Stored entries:
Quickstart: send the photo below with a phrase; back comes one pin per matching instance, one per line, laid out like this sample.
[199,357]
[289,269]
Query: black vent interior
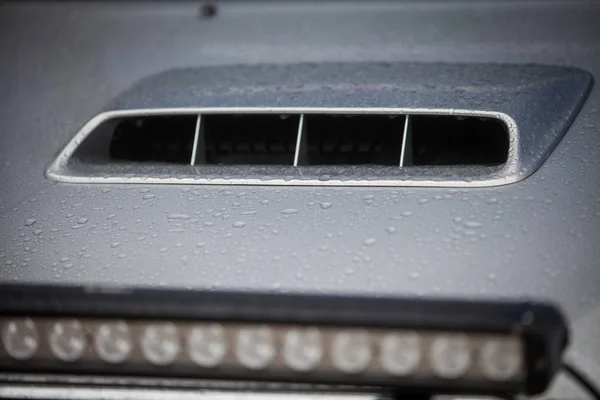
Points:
[353,140]
[162,139]
[248,139]
[310,140]
[446,140]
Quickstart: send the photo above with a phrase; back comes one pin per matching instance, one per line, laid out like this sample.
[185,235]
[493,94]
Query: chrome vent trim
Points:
[68,169]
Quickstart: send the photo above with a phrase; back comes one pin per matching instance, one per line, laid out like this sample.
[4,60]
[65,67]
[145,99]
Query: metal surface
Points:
[535,238]
[66,168]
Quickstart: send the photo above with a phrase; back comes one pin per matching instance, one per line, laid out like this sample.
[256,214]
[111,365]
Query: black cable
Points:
[583,380]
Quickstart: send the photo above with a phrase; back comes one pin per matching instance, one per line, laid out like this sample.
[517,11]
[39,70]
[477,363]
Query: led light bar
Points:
[440,346]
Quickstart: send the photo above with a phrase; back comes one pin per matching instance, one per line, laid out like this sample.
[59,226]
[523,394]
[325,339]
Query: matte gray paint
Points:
[535,238]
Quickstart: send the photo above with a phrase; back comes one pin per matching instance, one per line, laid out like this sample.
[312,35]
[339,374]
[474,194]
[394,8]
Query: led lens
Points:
[20,338]
[400,353]
[113,342]
[302,348]
[450,356]
[500,359]
[207,345]
[255,347]
[160,343]
[67,340]
[351,351]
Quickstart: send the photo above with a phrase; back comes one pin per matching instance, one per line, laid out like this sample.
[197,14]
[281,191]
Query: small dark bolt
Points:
[208,10]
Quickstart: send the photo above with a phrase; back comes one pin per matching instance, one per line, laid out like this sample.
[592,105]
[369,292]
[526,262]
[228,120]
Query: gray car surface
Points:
[536,238]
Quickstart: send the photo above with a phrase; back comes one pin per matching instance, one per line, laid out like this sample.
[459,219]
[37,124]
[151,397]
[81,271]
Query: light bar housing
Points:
[538,331]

_Short problem_:
Copy every record above exactly as written, but leave out the pictures.

_Task result_:
Quickstart: send the photo below with a phrase; back comes one pin per matching instance, one per line, laid out like this sample.
[199,357]
[289,269]
Query: black vent interior
Points:
[353,140]
[162,139]
[248,139]
[310,140]
[446,140]
Quickstart: send the photo above with a phrase; back comes one pin per matching instance, one per line, laid out like this sample.
[185,235]
[493,94]
Query: chrome vent trim
Points:
[68,169]
Quickstart: send the photo above with a phrase; back comes one pin per matching instance, one per line, laid out like this sample.
[4,60]
[65,67]
[145,99]
Query: metal surface
Points:
[535,238]
[66,168]
Quickstart: send the photo above with a phrase; back comes one pin per matching instance, one per line, laid out like this sample.
[256,214]
[111,365]
Query: black cable
Points:
[583,380]
Quickstart: send the photo above with a phrase; back comes one pin per matching instance, one per line, laid out like this sample.
[517,11]
[39,70]
[477,363]
Query: led light bar
Points:
[440,346]
Quickstart: send the photo above with a phrase; back comes one pin per matching instance, one per line, laid out like this sample.
[59,226]
[523,394]
[325,339]
Query: matte gray paint
Points:
[535,238]
Quickstart: send the photo above with a phrase; back comes one pin per matching instance, one per line, laid out like this sample.
[312,35]
[339,374]
[474,194]
[394,8]
Query: led lens
Points:
[20,338]
[400,353]
[113,342]
[302,348]
[450,356]
[500,359]
[207,345]
[255,347]
[160,343]
[67,340]
[351,351]
Quickstart: send the photo above with a phrase; back comes one pin per matching instance, one per line, laid out like this sample.
[197,14]
[281,191]
Query: small dark bolt
Points:
[208,10]
Quickstart: send the photo above with a phrase; back comes one pin per matching instance, one per line, laid out like this sample.
[592,105]
[369,292]
[526,262]
[228,120]
Query: gray car surface
Points:
[536,238]
Quickstart: send the photo above with a phrase; back comes one pin per matching instance, one per line, laid out like this sample.
[459,219]
[37,124]
[151,397]
[81,271]
Query: light bar housing
Points:
[538,331]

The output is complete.